— BEGIN DATA FOR THIS EXERCISE —

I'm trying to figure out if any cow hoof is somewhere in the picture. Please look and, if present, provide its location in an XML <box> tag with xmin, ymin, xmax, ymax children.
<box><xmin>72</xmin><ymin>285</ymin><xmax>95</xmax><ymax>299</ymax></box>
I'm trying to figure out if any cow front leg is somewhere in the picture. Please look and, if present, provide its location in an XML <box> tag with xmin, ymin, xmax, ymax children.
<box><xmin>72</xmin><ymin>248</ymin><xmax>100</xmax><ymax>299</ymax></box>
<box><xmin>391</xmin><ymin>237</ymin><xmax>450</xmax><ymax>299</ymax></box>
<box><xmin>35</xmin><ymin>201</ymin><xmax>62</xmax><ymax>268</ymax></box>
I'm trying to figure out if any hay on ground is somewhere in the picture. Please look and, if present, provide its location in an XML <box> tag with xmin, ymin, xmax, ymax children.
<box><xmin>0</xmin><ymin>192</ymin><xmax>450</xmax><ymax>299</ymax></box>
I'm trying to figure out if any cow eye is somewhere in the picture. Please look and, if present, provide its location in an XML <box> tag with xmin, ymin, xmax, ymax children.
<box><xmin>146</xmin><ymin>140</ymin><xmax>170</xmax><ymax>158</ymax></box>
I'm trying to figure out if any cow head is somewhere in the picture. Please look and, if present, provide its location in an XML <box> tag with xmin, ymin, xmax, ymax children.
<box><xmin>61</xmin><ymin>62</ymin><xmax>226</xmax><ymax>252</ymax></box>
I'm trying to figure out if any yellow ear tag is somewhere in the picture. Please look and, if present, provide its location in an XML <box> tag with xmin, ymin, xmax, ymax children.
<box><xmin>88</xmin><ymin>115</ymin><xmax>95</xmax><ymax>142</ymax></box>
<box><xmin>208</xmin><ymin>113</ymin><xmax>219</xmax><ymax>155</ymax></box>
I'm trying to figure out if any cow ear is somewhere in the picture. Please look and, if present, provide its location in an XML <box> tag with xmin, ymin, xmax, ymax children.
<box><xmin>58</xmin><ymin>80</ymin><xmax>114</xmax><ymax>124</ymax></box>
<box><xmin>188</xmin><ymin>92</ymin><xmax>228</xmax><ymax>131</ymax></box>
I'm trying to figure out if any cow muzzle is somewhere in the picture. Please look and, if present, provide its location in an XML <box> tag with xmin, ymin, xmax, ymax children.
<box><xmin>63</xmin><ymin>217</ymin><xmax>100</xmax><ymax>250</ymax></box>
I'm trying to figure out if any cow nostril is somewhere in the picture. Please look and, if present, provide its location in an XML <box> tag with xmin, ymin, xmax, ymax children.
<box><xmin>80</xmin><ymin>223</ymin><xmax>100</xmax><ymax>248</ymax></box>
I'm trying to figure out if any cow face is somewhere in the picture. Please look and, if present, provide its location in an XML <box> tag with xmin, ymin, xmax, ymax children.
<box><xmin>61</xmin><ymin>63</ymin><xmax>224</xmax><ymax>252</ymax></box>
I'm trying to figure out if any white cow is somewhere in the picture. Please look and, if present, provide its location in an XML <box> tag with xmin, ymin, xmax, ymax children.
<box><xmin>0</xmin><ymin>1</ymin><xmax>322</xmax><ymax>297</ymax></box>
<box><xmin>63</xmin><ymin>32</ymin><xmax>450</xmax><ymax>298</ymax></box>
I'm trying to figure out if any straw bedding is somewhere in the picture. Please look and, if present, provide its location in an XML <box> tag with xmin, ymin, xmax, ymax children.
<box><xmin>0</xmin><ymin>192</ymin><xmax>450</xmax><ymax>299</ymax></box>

— END DATA FOR THIS EXERCISE —

(EXERCISE): Which lines of the data above contain the word "yellow"? Pick out each one and copy it in full.

(ANSWER TO THE TASK):
I'm trying to figure out if any yellow ear tag is somewhere in the picture. Please look and, if present, provide its location in an XML <box> tag with xmin, ymin, xmax, ymax children.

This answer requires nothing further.